-- Start --
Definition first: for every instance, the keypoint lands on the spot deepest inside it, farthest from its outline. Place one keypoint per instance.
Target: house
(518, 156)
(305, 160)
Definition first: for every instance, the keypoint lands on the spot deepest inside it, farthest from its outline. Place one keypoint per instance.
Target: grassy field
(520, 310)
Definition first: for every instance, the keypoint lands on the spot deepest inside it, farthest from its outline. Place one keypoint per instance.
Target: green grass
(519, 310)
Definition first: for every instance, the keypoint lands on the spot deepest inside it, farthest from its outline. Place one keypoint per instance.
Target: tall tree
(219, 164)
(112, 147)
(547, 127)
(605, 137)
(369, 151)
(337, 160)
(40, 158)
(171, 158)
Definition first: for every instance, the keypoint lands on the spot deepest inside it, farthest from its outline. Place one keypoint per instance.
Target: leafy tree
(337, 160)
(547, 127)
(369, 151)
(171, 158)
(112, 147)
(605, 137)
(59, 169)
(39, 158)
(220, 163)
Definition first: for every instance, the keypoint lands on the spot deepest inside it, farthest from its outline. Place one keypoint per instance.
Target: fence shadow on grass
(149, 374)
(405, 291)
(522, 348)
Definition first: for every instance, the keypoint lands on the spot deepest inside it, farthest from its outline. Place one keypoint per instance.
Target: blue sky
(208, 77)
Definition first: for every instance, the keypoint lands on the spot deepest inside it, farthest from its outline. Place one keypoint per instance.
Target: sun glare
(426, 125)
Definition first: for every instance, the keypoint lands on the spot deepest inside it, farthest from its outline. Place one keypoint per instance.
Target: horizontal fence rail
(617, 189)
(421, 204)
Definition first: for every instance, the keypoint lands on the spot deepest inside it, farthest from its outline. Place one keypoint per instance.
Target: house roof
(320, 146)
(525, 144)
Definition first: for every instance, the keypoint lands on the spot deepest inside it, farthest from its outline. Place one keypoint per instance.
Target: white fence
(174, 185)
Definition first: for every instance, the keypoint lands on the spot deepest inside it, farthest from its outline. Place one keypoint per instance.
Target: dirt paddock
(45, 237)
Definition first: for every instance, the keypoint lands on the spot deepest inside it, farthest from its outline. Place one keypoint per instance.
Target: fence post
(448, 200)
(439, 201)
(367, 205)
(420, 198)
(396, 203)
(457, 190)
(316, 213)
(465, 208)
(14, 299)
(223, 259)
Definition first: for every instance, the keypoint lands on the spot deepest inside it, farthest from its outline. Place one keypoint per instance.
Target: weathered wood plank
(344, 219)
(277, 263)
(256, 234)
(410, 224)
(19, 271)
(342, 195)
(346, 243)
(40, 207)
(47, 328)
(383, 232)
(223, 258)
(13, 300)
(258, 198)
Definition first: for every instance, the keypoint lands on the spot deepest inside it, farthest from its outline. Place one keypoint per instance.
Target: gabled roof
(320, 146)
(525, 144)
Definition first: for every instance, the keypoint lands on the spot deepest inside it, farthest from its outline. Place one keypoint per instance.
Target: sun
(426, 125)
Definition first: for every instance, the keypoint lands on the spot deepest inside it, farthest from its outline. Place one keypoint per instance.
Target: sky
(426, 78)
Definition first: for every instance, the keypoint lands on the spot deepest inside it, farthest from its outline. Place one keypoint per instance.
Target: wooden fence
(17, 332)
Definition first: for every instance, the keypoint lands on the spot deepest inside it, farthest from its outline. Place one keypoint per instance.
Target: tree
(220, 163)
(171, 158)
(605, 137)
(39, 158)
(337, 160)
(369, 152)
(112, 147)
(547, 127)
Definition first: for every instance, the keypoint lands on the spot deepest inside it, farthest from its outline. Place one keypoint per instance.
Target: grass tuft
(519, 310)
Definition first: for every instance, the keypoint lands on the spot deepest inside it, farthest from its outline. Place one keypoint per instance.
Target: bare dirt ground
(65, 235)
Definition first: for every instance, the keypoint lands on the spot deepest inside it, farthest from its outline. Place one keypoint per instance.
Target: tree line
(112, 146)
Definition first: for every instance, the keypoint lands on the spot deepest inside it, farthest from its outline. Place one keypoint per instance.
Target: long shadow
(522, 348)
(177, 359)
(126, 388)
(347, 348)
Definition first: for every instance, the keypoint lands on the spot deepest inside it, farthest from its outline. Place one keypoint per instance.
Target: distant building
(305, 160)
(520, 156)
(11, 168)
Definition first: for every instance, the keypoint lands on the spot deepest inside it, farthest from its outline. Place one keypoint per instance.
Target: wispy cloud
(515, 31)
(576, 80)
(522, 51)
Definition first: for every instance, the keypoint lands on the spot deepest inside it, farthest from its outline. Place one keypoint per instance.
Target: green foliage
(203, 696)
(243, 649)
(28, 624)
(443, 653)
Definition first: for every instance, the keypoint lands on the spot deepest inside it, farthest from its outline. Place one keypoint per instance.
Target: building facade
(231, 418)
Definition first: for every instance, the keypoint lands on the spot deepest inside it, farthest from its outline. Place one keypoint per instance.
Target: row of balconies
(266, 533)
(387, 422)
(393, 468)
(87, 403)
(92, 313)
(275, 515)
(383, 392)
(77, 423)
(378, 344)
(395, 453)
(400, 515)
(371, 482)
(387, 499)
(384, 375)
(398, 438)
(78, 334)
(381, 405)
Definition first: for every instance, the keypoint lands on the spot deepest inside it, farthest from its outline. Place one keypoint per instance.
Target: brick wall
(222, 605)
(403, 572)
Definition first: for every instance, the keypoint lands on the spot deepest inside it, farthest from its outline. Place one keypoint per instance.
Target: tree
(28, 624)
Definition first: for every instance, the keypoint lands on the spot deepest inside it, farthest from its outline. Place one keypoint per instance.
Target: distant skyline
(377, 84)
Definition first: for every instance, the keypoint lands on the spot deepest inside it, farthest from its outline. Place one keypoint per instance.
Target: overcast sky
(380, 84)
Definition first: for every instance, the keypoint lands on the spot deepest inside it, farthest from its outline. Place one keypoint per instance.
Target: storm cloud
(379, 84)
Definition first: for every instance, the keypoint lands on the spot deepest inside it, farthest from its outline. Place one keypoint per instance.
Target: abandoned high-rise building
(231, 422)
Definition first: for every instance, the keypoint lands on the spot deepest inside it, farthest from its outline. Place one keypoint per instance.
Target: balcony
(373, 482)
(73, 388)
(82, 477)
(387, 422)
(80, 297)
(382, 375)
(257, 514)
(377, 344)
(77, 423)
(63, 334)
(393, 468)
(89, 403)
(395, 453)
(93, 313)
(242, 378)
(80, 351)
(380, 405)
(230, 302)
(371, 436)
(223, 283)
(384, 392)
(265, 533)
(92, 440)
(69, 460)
-- End --
__INSTRUCTION__.
Please pull every line from the records above that contains the word "tree" and copy each of those lines out in full.

__OUTPUT OF THE TASK__.
Target: tall tree
Target: leafy tree
Target: tree
Target: tree line
Target: tree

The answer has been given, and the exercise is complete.